___ Excerpted records ___
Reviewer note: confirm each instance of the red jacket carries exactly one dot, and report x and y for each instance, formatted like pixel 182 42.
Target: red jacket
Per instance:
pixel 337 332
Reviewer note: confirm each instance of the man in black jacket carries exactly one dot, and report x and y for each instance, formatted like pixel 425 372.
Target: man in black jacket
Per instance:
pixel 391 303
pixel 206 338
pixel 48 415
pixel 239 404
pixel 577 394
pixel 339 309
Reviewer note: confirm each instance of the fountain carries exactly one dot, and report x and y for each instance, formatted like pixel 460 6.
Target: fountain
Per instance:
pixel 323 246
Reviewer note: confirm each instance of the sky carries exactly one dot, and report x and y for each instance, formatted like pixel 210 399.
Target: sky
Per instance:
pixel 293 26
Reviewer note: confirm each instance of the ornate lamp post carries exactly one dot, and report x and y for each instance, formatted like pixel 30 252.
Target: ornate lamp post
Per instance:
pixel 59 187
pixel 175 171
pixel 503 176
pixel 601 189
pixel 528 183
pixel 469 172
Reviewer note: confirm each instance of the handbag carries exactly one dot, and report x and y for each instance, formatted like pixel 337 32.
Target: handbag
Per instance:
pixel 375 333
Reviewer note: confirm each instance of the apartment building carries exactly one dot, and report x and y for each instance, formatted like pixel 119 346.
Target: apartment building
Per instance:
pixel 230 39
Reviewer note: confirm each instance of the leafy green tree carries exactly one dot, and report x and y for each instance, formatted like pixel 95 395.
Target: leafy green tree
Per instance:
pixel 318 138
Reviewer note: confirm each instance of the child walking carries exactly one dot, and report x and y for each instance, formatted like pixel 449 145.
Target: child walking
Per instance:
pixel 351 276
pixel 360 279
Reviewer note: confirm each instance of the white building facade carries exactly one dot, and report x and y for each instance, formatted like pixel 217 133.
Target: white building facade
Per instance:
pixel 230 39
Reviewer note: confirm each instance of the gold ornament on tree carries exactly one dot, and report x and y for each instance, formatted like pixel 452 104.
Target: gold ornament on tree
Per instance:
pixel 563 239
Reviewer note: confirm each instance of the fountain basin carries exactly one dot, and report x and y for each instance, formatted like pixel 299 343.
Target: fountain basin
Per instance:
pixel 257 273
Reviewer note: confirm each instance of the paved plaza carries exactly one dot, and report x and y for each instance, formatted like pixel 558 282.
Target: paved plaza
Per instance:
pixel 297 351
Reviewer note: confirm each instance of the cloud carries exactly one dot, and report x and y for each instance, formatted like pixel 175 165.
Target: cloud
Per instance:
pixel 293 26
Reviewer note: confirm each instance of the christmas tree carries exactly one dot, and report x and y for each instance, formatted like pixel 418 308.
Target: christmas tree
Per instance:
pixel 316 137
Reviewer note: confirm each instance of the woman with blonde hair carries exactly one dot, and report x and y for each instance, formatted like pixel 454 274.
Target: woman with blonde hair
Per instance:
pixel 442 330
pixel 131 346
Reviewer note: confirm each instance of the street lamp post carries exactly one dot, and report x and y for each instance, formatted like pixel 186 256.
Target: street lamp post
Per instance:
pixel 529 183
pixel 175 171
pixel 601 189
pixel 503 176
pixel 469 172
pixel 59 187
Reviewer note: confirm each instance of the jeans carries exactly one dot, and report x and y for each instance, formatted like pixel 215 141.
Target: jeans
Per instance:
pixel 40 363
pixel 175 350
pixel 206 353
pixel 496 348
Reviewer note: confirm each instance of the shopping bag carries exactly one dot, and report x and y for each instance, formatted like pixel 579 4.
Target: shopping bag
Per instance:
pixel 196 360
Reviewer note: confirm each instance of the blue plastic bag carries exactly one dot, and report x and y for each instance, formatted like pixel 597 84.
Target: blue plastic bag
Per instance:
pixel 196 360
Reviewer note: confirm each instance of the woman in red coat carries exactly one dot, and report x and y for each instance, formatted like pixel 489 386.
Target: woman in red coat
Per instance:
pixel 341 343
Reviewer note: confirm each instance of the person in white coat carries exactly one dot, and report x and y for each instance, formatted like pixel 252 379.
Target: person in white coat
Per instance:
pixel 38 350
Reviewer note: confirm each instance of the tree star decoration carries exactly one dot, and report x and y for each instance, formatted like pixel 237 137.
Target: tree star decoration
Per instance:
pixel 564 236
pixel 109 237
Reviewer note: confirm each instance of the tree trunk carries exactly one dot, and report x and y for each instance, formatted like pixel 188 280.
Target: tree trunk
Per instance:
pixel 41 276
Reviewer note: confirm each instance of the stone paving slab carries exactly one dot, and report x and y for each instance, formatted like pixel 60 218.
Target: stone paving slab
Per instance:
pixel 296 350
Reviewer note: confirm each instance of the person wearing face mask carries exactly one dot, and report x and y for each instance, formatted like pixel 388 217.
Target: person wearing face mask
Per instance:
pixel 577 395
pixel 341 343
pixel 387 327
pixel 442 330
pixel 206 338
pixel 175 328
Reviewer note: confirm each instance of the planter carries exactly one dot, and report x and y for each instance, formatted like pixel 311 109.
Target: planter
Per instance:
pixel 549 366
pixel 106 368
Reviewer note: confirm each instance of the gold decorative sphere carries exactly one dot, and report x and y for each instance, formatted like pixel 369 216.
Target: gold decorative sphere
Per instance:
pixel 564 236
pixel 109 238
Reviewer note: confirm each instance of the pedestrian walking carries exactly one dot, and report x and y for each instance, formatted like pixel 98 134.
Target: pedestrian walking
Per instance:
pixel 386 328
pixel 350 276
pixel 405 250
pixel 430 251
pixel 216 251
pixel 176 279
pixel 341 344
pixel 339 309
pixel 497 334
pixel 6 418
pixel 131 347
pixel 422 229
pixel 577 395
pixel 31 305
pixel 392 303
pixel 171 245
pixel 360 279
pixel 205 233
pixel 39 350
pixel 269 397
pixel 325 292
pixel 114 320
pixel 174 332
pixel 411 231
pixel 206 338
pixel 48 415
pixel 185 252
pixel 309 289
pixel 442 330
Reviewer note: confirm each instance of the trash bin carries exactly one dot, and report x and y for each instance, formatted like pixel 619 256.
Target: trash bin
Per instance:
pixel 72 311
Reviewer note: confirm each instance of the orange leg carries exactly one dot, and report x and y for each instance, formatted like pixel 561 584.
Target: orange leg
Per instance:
___
● Required work
Lines from the records above that hold "christmas" are the ones to list.

● Exercise answer
Reviewer note: confirm each instance of the christmas tree carries exactly one dot, and report x and y for each instance, formatted like pixel 418 308.
Target: christmas tree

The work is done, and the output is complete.